What to do:
1. Write out the passage on hope, everything from "I have used" down to "experienced right now.".
2. Answer these questions from the passage on hope:
(a) Which Bible verse is quoted?
(b) The writer wonders whether grabbing at hope is like grabbing at what?
(c) Which three groups use not being afraid as a primary motivator?

+++ Page excerpt +++

I throw the word hope around quite easily and very often. Most preachers do:

“My hope is built on nothing less
Than Jesus’ blood and righteousness.”
(Old hymn)

“To them God has chosen to make known among the Gentiles the glorious riches of this mystery, which is Christ in you, the hope of glory.” (Colossians 1:27)

I have used the word and concept of hope most often as an antidote for some set of uncomfortable, unsettling, even fearful circumstances which exist in the present moment. Implicit in hope (as I have most often used it) is the looked-forward-to future absence of those difficult feelings being experienced right now.

I am wondering, though, if I have not merely been grabbing at the whole concept of hope in the same way I used to grab at a glassful of Jim Beam? Is it simply one more way to get outside of the present moment, and to justify inaction? Does pie-in-the-sky hope cause me and others to sit around and wait for future bliss while the muck and mire of the moment is rising over our shoes, our ankles, our knees ?!

Hope is an attempt to counterbalance Fear. We can control Fear by constructing an imagined scenario of No Fear. Or so it seems. To Not Be Afraid is a primary motivator used by advertisers, preachers, and politicians. They know their audience is afraid of not being pretty enough, of not going to heaven, or of being blown to bits in another 9/11 scenario. So they offer Hope: a new shade of Max Factor lipstick, a walk down the aisle for the absolution of sins, or a “Happy Days are Here Again” ballot choice.

+++ Input data +++

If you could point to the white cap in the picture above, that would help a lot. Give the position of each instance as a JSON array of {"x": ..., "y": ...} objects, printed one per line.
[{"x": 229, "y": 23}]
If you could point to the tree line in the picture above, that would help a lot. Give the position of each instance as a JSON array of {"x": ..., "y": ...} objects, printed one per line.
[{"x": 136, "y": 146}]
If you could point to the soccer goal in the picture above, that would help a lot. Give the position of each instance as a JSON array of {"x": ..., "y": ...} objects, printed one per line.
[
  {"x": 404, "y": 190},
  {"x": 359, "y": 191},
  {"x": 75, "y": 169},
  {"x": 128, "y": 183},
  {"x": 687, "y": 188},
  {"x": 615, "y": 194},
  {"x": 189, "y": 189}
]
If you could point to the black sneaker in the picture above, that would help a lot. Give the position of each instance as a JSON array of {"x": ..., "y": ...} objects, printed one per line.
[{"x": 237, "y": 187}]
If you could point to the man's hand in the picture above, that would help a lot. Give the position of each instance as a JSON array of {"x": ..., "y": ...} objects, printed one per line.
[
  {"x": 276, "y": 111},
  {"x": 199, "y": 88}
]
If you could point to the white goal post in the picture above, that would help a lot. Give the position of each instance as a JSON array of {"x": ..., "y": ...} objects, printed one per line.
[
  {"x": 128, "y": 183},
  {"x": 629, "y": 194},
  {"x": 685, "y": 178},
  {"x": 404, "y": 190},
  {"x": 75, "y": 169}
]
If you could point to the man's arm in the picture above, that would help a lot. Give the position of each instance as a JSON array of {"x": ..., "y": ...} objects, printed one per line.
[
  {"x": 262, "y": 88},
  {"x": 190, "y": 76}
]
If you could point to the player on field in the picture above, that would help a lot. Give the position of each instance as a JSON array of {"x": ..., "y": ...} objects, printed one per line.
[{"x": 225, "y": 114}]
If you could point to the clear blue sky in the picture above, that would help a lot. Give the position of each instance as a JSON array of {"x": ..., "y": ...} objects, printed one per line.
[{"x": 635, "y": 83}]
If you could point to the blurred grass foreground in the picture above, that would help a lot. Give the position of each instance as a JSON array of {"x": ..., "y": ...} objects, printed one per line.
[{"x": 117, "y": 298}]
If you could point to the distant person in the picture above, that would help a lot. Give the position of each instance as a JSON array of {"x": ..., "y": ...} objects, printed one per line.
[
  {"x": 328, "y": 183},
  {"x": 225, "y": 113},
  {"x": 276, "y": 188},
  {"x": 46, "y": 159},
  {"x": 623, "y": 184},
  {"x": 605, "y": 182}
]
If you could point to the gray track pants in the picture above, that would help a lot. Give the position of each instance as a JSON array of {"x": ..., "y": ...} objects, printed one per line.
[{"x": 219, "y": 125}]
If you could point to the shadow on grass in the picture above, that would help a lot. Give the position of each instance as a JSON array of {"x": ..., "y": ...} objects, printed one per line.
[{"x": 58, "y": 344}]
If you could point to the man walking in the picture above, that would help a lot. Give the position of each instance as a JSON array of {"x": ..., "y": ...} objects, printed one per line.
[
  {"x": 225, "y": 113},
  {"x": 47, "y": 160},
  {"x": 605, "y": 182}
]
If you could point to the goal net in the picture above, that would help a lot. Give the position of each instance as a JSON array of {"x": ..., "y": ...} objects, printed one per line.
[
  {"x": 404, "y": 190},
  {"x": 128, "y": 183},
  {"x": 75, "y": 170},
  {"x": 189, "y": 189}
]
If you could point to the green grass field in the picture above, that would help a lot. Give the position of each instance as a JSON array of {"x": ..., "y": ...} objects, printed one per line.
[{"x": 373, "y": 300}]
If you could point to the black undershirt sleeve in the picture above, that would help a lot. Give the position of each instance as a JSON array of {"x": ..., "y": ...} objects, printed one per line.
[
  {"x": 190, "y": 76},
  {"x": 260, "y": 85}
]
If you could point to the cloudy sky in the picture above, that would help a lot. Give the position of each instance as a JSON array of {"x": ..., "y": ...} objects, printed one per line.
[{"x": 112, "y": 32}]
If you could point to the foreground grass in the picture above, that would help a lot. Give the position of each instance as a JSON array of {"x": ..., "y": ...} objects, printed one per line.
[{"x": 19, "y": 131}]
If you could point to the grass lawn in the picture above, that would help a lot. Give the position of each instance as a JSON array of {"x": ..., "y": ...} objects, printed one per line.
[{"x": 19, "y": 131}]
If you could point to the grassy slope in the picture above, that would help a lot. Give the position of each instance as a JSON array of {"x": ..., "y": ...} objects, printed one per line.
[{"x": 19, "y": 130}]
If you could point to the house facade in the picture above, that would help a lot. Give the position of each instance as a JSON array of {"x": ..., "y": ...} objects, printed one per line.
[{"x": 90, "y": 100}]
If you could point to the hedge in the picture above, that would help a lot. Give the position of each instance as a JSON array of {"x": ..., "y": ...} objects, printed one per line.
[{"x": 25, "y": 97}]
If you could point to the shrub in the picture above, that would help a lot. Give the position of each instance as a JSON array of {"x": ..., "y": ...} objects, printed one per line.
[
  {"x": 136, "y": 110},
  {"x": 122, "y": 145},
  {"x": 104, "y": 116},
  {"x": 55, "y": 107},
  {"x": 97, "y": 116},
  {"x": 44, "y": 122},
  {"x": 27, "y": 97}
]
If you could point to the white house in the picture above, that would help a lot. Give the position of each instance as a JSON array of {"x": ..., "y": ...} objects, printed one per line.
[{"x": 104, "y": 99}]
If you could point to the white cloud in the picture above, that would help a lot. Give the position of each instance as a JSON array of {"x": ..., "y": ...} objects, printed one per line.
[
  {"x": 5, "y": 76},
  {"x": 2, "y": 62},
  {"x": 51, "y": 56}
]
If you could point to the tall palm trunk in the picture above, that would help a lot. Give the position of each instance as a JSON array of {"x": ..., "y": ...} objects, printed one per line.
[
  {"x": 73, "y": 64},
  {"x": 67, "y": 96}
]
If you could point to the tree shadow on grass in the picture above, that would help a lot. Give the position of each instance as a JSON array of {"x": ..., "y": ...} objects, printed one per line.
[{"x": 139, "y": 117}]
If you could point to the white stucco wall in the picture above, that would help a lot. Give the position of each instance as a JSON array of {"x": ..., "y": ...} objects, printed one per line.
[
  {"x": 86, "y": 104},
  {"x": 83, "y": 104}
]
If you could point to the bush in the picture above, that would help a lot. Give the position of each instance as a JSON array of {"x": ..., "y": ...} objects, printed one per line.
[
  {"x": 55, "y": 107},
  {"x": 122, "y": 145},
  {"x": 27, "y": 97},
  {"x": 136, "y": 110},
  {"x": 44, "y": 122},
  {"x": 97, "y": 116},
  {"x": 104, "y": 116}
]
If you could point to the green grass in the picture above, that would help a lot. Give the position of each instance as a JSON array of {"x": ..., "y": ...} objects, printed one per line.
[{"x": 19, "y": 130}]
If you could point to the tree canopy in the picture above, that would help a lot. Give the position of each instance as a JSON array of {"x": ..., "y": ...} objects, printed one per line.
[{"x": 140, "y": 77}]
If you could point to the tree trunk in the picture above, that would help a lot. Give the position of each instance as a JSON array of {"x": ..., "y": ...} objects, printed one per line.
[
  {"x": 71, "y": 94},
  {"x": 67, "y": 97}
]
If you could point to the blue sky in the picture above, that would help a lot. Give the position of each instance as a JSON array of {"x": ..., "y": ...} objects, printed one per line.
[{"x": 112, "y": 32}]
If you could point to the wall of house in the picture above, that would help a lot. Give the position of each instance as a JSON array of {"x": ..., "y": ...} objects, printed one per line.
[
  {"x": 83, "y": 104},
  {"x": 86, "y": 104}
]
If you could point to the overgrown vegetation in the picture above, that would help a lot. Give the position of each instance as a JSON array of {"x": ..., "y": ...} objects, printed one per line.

+++

Responses for each task:
1.
I have used the word and concept of hope most often as an antidote for some set of uncomfortable, unsettling, even fearful circumstances which exist in the present moment. Implicit in hope (as I have most often used it) is the looked-forward-to future absence of those difficult feelings being experienced right now.

2.
(a) Colossians 1:27
(b) A glassful of Jim Beam
(c) Advertisers, preachers, and politicians